Starting with the line that contains "TARGET = bird's white wing", reproduce each line through the end of the listing below, with no other output.

# SUPPLIED DATA:
───
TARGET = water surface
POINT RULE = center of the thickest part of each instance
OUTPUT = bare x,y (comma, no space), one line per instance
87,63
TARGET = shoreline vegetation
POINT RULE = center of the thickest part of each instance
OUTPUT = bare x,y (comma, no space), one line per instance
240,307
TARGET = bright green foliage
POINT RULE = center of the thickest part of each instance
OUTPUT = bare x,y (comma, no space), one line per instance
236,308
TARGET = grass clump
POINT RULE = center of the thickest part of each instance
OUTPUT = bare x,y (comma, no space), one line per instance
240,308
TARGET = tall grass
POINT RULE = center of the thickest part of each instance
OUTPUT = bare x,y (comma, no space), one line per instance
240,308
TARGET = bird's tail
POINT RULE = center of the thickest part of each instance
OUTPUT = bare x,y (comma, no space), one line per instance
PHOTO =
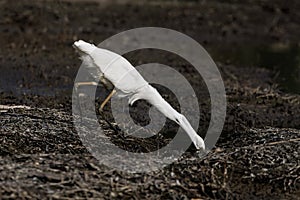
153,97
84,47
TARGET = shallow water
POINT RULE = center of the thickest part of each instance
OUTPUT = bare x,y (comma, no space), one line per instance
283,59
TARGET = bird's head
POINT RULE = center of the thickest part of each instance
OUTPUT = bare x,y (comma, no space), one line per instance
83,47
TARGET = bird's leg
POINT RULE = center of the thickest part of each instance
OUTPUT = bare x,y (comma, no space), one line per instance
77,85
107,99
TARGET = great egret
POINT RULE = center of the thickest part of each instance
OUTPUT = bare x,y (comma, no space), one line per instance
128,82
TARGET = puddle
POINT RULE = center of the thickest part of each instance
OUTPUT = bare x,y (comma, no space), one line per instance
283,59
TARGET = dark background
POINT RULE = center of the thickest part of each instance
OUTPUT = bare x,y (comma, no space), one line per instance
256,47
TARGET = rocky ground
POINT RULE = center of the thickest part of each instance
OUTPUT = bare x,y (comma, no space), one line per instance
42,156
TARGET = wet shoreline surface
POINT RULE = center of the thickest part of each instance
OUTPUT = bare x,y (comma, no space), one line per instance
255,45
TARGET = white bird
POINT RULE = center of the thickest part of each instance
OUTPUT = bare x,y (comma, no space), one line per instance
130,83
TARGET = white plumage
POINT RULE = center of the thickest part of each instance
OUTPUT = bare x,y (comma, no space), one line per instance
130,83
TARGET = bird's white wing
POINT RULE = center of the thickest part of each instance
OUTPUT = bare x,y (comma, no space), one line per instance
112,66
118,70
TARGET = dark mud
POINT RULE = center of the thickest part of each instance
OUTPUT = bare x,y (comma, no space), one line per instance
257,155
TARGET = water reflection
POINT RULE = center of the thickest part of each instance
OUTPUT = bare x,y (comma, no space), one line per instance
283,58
───
# SOLUTION:
TARGET = bird's white wing
POINT RULE = center of the thickest part of each instance
OUTPUT = bare x,y (comma, no space), one line per instance
112,66
118,70
TARGET = dark mud
POINT RULE = center of the thickest part of each instance
OUTPUT = bare x,y (comma, no space), one line per instance
257,155
TARGET = water reflection
POINT RULE = center of the thickest part of each instance
OUTPUT = bare x,y (comma, no space), one line per instance
283,58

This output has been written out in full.